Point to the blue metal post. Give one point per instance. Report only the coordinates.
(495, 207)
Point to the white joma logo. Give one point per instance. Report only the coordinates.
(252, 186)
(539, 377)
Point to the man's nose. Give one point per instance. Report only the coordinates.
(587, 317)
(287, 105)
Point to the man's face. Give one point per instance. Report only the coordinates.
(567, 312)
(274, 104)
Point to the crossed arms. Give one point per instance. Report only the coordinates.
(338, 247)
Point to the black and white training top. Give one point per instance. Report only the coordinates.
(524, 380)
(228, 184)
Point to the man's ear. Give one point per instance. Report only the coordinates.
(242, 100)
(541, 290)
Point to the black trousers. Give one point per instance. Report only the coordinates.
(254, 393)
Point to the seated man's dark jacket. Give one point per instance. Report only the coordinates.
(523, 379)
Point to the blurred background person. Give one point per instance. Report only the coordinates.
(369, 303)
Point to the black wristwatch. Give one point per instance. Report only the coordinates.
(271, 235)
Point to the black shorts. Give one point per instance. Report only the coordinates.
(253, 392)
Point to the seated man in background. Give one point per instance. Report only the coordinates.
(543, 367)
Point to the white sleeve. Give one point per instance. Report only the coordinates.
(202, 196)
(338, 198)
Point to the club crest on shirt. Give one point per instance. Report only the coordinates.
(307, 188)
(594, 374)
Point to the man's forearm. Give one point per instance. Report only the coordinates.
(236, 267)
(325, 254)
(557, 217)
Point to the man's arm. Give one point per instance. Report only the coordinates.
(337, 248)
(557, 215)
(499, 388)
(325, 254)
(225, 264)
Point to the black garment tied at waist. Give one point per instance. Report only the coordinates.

» **TASK**: Above are the records; retype every one exactly.

» **ANSWER FOR THIS EXERCISE**:
Point to the blue metal post. Give one point per instance. Report only the coordinates.
(495, 207)
Point to the white joma logo. Give one point per instance. Report only the coordinates.
(252, 186)
(539, 377)
Point to the man's nose. Give one point per instance. Report only the coordinates.
(587, 317)
(287, 105)
Point to the man's face. Give one point per instance. Report only the coordinates.
(567, 312)
(274, 104)
Point to the crossed arms. Give one point per instance. Report only the coordinates.
(338, 247)
Point to the black and white training top. Give one point per instance. Report only the coordinates.
(524, 380)
(228, 184)
Point to the man's ear. Give one point per instance. Report only the coordinates.
(242, 100)
(541, 290)
Point to the black trousers. Give one point per instance. Report only the coordinates.
(254, 393)
Point to the seated man's dark jacket. Give one point per instance. Report only the coordinates.
(523, 379)
Point to the blurred background person. Give one point per instance. Report only the coordinates.
(369, 303)
Point to the black wristwatch. Give one point per instance. Report only the coordinates.
(271, 235)
Point to the black shorts. Give one point per instance. Report only the coordinates.
(253, 392)
Point to the seated man in background. Give one point per instance. Report only the coordinates.
(543, 367)
Point to the white sleeve. Give one point per instance. Report only the coordinates.
(202, 196)
(338, 198)
Point to the club crest on shirt. Give one point per instance. Report only the coordinates.
(307, 188)
(594, 374)
Point to the man's forearm. Give one point per instance. Report only the coordinates.
(236, 267)
(325, 254)
(557, 217)
Point to the man's arm. Give one point per instance. Report only the coordinates.
(337, 248)
(557, 215)
(499, 388)
(325, 254)
(225, 264)
Point to the black garment tied at waist. Give one point per instance. Report only the coordinates.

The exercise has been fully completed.